What the task requires
Edit the listing below so that every occurrence of "put a marker on" becomes "place a pin on", and reproduce all other text unchanged.

[Dataset entries]
## begin
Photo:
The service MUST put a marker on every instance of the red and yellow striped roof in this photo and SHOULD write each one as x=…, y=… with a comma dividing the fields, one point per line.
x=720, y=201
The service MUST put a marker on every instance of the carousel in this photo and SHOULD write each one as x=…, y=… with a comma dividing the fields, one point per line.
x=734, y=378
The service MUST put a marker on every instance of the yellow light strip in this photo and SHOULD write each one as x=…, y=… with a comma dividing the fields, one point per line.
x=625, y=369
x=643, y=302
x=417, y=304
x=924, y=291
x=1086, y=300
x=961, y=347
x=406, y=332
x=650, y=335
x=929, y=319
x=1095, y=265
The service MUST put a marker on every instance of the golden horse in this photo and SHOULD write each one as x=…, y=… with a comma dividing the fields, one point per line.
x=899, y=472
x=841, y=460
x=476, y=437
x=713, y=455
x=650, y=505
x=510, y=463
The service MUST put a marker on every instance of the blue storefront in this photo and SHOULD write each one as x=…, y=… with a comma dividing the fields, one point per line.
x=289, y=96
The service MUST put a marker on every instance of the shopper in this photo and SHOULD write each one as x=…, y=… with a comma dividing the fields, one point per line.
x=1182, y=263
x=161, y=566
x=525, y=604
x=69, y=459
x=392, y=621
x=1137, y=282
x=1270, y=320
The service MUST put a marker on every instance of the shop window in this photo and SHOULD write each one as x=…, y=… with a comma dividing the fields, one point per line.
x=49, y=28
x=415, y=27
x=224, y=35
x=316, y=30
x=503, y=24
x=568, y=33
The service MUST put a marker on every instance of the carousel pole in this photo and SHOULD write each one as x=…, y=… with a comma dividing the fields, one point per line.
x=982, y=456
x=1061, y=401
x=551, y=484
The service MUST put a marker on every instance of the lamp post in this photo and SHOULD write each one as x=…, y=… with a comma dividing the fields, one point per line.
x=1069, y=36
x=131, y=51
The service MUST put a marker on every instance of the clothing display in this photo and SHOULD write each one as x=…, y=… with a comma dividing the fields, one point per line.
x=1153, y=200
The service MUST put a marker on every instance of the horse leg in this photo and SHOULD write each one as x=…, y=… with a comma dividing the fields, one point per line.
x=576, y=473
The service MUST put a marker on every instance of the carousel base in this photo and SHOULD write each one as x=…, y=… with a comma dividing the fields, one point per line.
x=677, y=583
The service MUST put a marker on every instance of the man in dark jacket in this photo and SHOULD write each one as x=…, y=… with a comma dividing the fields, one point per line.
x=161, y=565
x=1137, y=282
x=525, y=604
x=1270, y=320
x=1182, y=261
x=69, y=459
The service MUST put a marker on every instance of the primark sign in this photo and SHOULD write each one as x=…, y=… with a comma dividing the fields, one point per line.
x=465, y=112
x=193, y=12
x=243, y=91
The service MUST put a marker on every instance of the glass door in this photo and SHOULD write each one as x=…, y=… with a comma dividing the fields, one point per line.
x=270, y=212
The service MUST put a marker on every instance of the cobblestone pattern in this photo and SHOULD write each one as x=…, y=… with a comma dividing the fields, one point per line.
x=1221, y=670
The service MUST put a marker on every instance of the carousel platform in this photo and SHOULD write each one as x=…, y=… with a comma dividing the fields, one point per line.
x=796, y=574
## end
Exercise output
Photo:
The service MUST place a pin on every instance of the red and yellow striped roof in this photo and SHOULD write each one as x=…, y=… with a comma dividing the fields, one point per line.
x=720, y=201
The service MUST place a pin on every instance of the carousel in this photo and SHOULD write each one as x=…, y=… with a comma dividing the fields, one point per line.
x=734, y=378
The service MUST place a pin on every instance of the yellow light strip in this photo and SHOULD write each one as x=…, y=… with a comma dividing the fields, one point per line.
x=625, y=369
x=643, y=302
x=417, y=304
x=924, y=291
x=1086, y=300
x=961, y=347
x=406, y=332
x=650, y=335
x=929, y=319
x=1095, y=265
The service MUST place a pin on every instance of the golden horse in this photo and SHOULD write each one as x=…, y=… with a comma dividing the fields, one point per line.
x=899, y=472
x=841, y=460
x=476, y=437
x=713, y=455
x=650, y=505
x=510, y=463
The service MUST place a pin on every instance of the blue storefront in this photo and SHOULD write each one as x=…, y=… with a comma dividing the fields, one point per line.
x=289, y=96
The service MUST place a pin on every instance of the shopper in this photo and SHOULD write each one as x=…, y=… with a comma dividing the fields, one point per line.
x=1182, y=263
x=161, y=566
x=525, y=604
x=69, y=459
x=392, y=621
x=1137, y=282
x=1270, y=320
The service MUST place a pin on every instance of the shop window in this photo and SHOULD write each one as x=…, y=… with a comma dividing the fields, one point per line.
x=49, y=28
x=415, y=27
x=224, y=35
x=316, y=30
x=503, y=24
x=568, y=33
The service MUST place a pin on every instance of the carousel pole in this photo and SHOULD write each one as x=…, y=… with a comma dividing the fields, one point per line.
x=982, y=456
x=1061, y=401
x=551, y=484
The service MUST place a pin on every instance of the lamp post in this photo and SHOULD write each one as x=…, y=… with a comma dividing the fields, one point per line.
x=1069, y=36
x=131, y=51
The service MUST place a pin on every instance of the clothing display in this photo and SHOULD write each one as x=…, y=… with a comma dividing the fields, one point per line.
x=1153, y=200
The service MUST place a pin on every instance of the horse leg in this photo and SHOULD write each one as x=…, y=… with a comma dividing the fields, one point per line.
x=576, y=473
The service MUST place a pin on every instance of the carousel base in this photo and SHOULD write each one as x=…, y=… with a comma dividing the fields, one point per line.
x=677, y=583
The service MUST place a pin on every instance of the man in dark jacket in this photo and SHOULD write each one as x=…, y=… with a comma dividing the fields, one point per line.
x=161, y=565
x=1137, y=282
x=525, y=604
x=1270, y=320
x=1182, y=261
x=69, y=459
The service MUST place a pin on every instance of the primark sign in this photo and SHOULD write each one as x=…, y=… with a comma dividing the fields, one point per line.
x=465, y=112
x=193, y=12
x=243, y=91
The service MUST place a pin on every instance of the glass door in this photo and SHOULD write each one as x=…, y=… with a comma dividing the fields, one point per line.
x=270, y=212
The service MUST place a pin on every instance of the cobblestone pattern in this photo and SHOULD write each one as x=…, y=… with a comma dividing the fields, one point per line.
x=1221, y=670
The service MUST place a pin on every instance of the carousel platform in this photo and SHOULD write each one as x=…, y=… with a comma dividing the fields, one point per line.
x=796, y=574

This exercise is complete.